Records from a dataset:

━━━━

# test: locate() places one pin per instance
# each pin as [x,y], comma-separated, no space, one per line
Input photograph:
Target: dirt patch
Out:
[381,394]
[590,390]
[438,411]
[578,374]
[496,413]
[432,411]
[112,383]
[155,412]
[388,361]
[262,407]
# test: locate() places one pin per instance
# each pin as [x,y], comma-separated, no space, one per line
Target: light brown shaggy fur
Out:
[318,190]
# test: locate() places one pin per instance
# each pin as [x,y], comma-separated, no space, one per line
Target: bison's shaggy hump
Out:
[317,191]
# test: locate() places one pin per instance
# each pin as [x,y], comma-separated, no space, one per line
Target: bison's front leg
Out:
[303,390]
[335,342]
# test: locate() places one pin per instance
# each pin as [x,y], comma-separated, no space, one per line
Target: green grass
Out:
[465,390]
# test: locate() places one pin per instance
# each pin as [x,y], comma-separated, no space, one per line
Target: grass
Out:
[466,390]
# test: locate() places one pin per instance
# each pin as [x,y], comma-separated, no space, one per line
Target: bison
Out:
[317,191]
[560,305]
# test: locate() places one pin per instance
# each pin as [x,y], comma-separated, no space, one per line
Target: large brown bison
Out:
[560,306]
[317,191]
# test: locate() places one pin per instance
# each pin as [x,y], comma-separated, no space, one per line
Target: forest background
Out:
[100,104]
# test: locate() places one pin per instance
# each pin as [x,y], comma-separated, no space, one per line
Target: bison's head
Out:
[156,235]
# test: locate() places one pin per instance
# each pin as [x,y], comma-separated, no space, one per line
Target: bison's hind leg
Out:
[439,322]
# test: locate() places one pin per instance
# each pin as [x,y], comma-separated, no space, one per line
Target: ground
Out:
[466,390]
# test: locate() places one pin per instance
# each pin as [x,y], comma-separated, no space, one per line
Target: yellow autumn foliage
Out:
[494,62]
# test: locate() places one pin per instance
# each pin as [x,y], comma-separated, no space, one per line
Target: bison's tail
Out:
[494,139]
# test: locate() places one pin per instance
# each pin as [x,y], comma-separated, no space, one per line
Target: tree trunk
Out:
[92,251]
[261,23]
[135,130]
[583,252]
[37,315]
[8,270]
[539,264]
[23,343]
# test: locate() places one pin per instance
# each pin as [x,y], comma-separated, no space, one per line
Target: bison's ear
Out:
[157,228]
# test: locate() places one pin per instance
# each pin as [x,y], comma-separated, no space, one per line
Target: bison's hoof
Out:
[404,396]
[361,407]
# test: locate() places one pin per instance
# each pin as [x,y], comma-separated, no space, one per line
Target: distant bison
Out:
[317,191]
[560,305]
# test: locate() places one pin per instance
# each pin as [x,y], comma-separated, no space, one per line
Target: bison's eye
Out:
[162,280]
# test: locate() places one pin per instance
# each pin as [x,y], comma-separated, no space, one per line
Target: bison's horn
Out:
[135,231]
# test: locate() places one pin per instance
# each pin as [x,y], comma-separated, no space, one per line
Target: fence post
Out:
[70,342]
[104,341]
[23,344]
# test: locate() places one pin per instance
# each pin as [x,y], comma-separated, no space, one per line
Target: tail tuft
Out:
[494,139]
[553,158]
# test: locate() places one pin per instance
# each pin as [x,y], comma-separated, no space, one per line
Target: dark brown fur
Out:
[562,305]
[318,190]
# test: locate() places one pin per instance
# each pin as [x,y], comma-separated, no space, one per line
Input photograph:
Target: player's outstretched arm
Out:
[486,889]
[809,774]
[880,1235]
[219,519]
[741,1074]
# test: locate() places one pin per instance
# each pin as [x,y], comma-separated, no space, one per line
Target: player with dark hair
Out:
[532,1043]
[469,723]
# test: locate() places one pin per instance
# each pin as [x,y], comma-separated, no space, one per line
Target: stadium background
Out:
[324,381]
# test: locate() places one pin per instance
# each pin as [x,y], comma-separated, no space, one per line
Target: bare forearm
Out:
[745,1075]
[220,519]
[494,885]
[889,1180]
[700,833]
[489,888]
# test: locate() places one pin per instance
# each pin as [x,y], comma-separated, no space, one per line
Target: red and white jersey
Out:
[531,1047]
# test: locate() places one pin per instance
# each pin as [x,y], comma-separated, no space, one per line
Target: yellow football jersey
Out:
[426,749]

━━━━

ABOUT THIS EXERCISE: Please reproduce the records exactly, without leaving any out.

WRITTEN SOLUTION:
# test: locate() places one pin per instance
# each pin as [x,y], comma-separated, no space, one per line
Input photograph:
Target: dirt patch
Out:
[381,394]
[590,390]
[438,411]
[578,374]
[496,413]
[432,411]
[112,383]
[155,412]
[388,361]
[262,407]
# test: locate() places one pin per instance
# each pin as [x,y], comma-separated, no space, one per line
Target: light brown shaggy fur
Out:
[318,190]
# test: locate() places one pin per instance
# each pin as [x,y], comma-separated, no space, one per line
Target: bison's shaggy hump
Out:
[317,191]
# test: locate() places one pin per instance
# each pin as [x,y], comma-separated, no space, one per line
Target: bison's front leg
Out:
[303,390]
[335,342]
# test: locate() places one pin per instance
# each pin as [x,y], comma-separated, no space, one per line
Target: green grass
Out:
[465,390]
# test: locate() places one pin per instance
# each pin as [x,y], comma-separated, no space, one per line
Target: grass
Out:
[466,390]
# test: locate() places one pin per instance
# each pin as [x,y], comma-separated, no space, one per line
Target: bison
Out:
[317,191]
[560,305]
# test: locate() places one pin per instance
# each pin as [x,y], comma-separated, no space, one per line
Target: large brown bison
Out:
[560,306]
[317,191]
# test: locate() places one pin per instance
# each pin as [x,y], comma-separated, no space, one per line
Target: forest background
Out:
[100,104]
# test: locate() places one pin per instance
# each pin as [x,y], comma-separated, no space, one per line
Target: bison's head
Out:
[156,235]
# test: locate() places one pin per instance
# each pin as [x,y], comma-separated, no space, one per line
Target: bison's hind leg
Out:
[439,322]
# test: locate() places one pin per instance
# each pin as [x,y], comma-separated, no space, one per line
Target: ground
Out:
[466,390]
# test: locate() places one pin per instance
# each pin as [x,y], comma-separated, no space, one per line
Target: yellow autumn foliage
Out:
[494,62]
# test: locate() places one pin per instance
# each pin as [x,y], comma-separated, no space, one per line
Target: bison's tail
Out:
[494,139]
# test: locate() places one pin per instance
# each pin as [x,y], comma-separated, no space, one per line
Target: tree trunk
Out:
[92,251]
[261,23]
[135,130]
[583,252]
[37,315]
[8,270]
[539,264]
[23,343]
# test: locate() places one pin per instance
# each pin as [x,y], comma-separated, no space, one per line
Target: bison's ear
Out:
[157,228]
# test: locate() places one pin per instance
# each pin as [x,y], comma-separated, no space, one per line
Target: bison's hoof
Out:
[404,396]
[361,407]
# test: locate() places one pin per instance
# each pin as [x,y], comma-separated, no space, one per line
Target: distant bison
Out:
[317,191]
[560,305]
# test: locate() places one pin per instance
# each pin as [x,y], comma-separated, no space, one per line
Target: bison's eye
Out:
[162,280]
# test: locate() places one pin per instance
# each pin as [x,y], comma-separated, no space, one per line
Target: bison's horn
Out:
[135,231]
# test: locate() places one pin per instance
# each pin as [x,y], comma-separated, no space, one per line
Target: fence post
Out:
[70,342]
[104,341]
[23,344]
# test: locate() places one pin per instance
# each pin as [x,y], comma-separated, no space, one per line
Target: tail tuft
Out:
[494,139]
[553,158]
# test: locate() places one pin per instance
# each pin as [x,y], comma-separated, no space, one per line
Target: dark brown fur
Out:
[562,305]
[318,190]
# test: locate() places one pin per instance
# each pin as [x,y], comma-separated, no space, one per line
Input photograph:
Target: player's outstretched arm
Out:
[486,889]
[809,774]
[880,1235]
[219,519]
[741,1074]
# test: locate() places one pin per instance
# each pin as [x,y], comma-separated, no space, one per line
Target: player with dark hair
Out:
[532,1043]
[469,723]
# test: locate() places one pin per instance
# each pin as [x,y], comma-separated, no space, one per line
Target: stadium background
Out:
[324,381]
# test: locate() places one pin per instance
# each pin as [x,y], comma-separated, no space, one per line
Target: bare forearm
Out:
[745,1075]
[220,519]
[494,885]
[889,1180]
[700,833]
[489,888]
# test: locate() places one pin per instance
# each pin as [x,y], comma-separated, no space, one per line
Target: red and white jersey
Out:
[531,1047]
# test: locate() places one pin per instance
# each pin as [x,y], comma-separated, no space, one per line
Target: yellow football jersey
Out:
[426,749]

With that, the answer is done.